• DATA LISTING:
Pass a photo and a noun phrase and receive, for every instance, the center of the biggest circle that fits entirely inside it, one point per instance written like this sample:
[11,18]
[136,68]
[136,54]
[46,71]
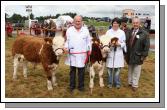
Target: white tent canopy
[61,20]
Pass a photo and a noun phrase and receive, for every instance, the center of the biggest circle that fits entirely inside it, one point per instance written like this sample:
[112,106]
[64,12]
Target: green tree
[31,16]
[16,18]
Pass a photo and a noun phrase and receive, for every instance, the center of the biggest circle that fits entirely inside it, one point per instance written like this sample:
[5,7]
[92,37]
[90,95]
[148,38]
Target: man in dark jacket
[138,44]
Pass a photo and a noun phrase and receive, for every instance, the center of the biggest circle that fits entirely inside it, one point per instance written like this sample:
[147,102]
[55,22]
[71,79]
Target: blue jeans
[114,76]
[81,72]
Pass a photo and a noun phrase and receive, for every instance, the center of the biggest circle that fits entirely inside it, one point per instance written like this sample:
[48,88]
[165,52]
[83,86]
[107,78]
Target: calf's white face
[105,45]
[58,45]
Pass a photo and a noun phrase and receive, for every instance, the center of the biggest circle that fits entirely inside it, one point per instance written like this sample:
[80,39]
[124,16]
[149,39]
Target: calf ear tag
[96,42]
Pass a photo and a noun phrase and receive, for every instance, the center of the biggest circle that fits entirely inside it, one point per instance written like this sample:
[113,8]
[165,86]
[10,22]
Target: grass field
[35,85]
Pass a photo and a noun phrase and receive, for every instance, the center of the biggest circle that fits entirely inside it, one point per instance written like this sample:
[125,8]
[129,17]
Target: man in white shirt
[77,45]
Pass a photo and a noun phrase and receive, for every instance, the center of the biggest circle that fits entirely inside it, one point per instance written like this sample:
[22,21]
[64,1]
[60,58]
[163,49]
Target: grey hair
[136,18]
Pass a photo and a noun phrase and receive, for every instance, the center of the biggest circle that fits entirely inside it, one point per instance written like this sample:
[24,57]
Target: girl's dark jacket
[139,49]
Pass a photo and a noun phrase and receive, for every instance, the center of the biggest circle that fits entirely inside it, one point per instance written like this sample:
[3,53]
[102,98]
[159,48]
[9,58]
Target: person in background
[115,58]
[9,29]
[137,50]
[46,27]
[52,27]
[77,45]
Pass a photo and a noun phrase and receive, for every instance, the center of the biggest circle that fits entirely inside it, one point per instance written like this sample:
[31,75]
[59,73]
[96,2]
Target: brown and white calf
[38,50]
[100,49]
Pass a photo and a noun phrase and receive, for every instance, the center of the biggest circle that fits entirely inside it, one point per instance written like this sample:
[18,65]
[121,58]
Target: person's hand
[89,52]
[66,50]
[117,43]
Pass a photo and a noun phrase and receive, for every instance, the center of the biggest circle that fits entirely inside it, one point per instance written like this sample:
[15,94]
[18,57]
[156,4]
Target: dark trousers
[52,34]
[80,78]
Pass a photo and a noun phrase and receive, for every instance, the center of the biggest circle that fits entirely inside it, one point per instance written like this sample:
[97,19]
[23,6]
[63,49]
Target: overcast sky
[84,10]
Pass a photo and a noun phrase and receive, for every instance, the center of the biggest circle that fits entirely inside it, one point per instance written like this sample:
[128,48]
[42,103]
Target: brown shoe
[134,89]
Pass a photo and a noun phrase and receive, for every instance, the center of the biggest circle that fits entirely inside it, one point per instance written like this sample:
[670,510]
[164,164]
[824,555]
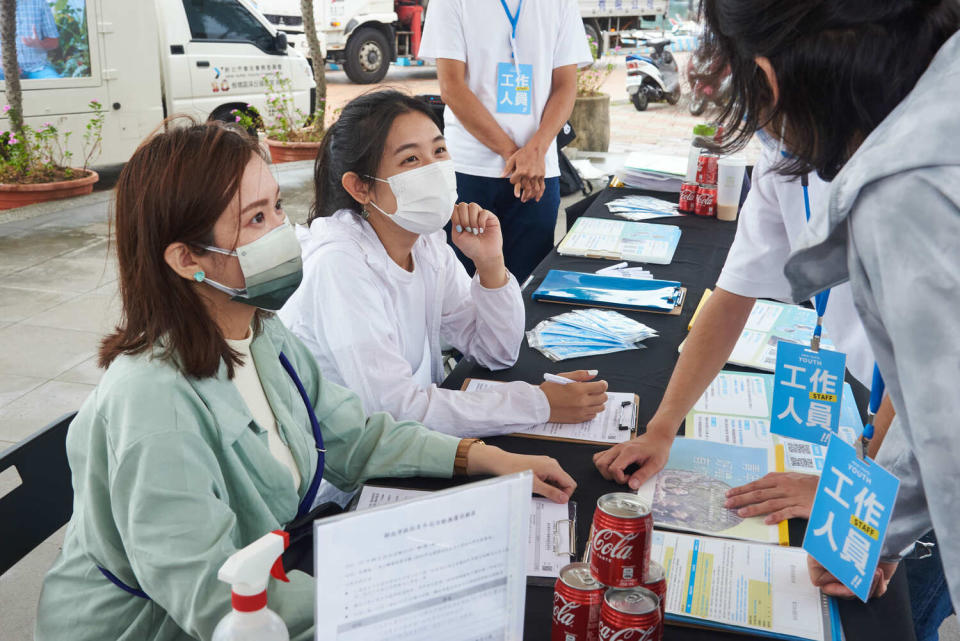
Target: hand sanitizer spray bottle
[248,571]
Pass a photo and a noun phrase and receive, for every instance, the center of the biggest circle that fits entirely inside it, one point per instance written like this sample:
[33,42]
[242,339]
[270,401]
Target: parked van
[146,60]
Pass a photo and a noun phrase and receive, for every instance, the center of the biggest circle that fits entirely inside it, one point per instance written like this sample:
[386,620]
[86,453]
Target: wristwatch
[460,460]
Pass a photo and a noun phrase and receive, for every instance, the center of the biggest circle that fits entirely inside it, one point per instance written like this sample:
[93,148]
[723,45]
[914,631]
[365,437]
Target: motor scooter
[706,85]
[653,77]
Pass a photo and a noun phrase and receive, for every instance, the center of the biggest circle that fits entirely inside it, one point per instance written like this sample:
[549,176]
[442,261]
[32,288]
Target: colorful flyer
[690,492]
[807,388]
[850,515]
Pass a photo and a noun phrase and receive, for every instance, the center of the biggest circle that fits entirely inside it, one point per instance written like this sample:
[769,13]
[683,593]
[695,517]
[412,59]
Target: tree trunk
[11,68]
[316,60]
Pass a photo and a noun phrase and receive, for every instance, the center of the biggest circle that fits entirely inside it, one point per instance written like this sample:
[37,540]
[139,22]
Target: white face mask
[425,197]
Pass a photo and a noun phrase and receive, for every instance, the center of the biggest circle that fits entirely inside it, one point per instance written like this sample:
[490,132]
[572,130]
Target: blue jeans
[527,227]
[929,597]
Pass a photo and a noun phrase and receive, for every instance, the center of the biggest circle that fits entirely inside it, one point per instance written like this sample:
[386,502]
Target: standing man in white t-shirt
[508,75]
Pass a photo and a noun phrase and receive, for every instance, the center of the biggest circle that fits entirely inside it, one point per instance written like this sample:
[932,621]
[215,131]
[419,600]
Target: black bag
[570,179]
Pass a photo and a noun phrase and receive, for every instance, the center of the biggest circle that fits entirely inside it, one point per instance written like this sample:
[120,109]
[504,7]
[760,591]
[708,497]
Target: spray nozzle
[249,570]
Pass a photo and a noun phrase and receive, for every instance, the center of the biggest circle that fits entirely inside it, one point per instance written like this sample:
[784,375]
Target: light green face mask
[272,269]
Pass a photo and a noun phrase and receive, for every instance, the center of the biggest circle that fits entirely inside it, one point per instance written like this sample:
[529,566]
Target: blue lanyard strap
[877,388]
[820,299]
[311,494]
[513,18]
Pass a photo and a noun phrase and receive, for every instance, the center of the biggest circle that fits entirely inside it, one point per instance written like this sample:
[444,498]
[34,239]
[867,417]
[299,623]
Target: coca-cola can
[706,201]
[620,547]
[577,597]
[688,197]
[631,614]
[655,580]
[708,168]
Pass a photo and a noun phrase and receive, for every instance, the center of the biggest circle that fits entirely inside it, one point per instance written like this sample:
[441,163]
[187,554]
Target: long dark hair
[355,143]
[842,66]
[173,189]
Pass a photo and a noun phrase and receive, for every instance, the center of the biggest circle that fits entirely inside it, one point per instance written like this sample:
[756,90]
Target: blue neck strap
[820,299]
[514,18]
[311,494]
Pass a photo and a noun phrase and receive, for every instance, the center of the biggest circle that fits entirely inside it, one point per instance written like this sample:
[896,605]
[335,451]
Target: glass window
[226,20]
[52,39]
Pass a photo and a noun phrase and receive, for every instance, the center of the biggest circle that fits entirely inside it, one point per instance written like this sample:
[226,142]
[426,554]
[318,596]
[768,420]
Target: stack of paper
[622,270]
[587,332]
[654,171]
[621,240]
[642,207]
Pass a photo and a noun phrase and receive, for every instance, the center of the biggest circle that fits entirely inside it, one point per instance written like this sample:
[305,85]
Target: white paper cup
[731,170]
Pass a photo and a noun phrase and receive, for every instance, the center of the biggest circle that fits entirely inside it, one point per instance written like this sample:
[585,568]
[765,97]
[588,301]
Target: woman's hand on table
[650,451]
[575,402]
[549,479]
[831,586]
[779,495]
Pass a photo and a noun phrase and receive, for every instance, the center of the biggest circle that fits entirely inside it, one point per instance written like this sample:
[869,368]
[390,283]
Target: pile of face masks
[587,332]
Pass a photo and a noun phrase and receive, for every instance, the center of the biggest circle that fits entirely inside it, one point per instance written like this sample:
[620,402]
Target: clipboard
[630,421]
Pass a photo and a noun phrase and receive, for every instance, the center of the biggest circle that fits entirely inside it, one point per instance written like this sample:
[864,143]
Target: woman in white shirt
[382,290]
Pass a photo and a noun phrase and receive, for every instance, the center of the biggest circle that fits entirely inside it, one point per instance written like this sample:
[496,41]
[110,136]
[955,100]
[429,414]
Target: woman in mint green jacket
[212,424]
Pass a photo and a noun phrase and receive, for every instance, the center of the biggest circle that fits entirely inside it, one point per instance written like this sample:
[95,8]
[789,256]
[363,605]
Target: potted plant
[591,111]
[290,134]
[36,164]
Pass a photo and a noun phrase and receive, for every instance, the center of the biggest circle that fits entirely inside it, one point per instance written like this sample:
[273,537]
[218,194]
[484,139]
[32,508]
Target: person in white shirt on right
[771,222]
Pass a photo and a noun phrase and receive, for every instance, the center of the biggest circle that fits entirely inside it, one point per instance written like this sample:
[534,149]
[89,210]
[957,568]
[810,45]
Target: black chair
[43,502]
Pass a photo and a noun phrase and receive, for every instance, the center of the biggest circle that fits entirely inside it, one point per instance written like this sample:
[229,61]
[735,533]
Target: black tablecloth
[696,264]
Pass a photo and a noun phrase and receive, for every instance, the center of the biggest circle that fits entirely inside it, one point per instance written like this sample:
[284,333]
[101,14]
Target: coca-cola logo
[563,610]
[628,634]
[614,545]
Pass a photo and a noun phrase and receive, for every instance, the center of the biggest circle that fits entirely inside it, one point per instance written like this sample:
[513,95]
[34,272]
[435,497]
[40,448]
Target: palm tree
[11,68]
[316,59]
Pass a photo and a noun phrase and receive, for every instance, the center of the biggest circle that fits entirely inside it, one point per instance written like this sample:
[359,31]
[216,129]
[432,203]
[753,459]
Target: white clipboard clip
[571,538]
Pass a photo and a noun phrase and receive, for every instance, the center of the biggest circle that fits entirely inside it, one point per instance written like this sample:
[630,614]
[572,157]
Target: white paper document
[733,584]
[549,542]
[620,410]
[448,566]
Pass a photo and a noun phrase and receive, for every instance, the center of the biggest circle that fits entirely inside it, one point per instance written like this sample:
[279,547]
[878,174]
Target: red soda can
[706,201]
[708,169]
[620,547]
[576,604]
[688,197]
[655,580]
[631,614]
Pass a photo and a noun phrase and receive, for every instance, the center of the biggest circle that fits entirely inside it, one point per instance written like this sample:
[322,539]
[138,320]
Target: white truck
[365,36]
[202,58]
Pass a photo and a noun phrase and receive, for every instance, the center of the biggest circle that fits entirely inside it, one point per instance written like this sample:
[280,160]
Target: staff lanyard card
[849,518]
[514,93]
[807,388]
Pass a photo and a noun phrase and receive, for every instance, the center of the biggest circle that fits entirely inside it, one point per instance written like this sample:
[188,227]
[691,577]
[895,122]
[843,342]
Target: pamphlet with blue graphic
[769,324]
[761,590]
[690,492]
[736,409]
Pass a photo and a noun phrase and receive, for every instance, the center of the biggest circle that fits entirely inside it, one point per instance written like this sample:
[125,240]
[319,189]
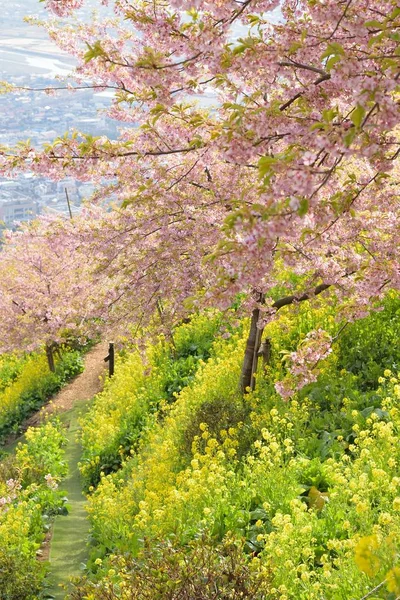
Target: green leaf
[357,116]
[94,51]
[303,208]
[375,24]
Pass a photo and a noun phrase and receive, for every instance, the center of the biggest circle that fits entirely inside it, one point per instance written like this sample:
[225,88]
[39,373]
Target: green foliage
[10,367]
[115,423]
[370,345]
[28,498]
[294,486]
[166,572]
[33,386]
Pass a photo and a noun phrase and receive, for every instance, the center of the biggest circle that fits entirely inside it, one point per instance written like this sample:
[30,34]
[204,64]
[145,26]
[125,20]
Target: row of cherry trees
[292,168]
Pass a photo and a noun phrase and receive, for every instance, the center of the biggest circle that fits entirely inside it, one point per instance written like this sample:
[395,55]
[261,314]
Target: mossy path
[68,545]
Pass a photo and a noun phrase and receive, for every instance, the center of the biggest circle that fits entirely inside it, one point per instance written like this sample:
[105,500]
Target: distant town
[28,59]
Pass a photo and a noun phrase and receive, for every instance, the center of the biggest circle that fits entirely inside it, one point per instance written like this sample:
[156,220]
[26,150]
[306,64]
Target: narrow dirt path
[68,544]
[83,387]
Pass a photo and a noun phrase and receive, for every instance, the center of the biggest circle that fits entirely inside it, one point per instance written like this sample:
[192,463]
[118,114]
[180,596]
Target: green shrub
[34,385]
[29,496]
[199,571]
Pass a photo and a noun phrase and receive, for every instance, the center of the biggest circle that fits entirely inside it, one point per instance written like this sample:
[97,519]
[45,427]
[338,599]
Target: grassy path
[68,548]
[68,545]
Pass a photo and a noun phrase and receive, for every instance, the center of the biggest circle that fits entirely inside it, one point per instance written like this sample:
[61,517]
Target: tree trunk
[50,358]
[250,361]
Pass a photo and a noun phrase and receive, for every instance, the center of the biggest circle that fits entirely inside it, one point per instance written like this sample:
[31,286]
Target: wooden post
[110,359]
[69,204]
[50,358]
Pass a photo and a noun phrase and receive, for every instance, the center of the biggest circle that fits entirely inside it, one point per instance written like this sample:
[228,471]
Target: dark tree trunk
[247,379]
[50,358]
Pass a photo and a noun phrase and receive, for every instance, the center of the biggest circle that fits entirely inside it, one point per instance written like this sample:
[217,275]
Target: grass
[68,548]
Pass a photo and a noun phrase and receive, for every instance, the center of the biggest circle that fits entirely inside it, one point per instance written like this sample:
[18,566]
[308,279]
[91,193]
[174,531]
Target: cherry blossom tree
[44,292]
[258,136]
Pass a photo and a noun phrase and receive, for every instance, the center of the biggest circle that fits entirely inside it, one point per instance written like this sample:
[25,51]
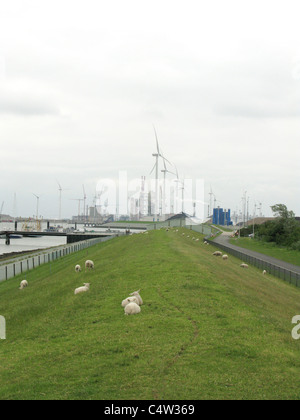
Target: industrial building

• WHAT YOU SHOULD DO:
Show every line of the records above that contains the string "calf".

• SOLUTION FOR THIS EXERCISE:
Target: calf's white face
Target: calf ear tag
Target: brown and white calf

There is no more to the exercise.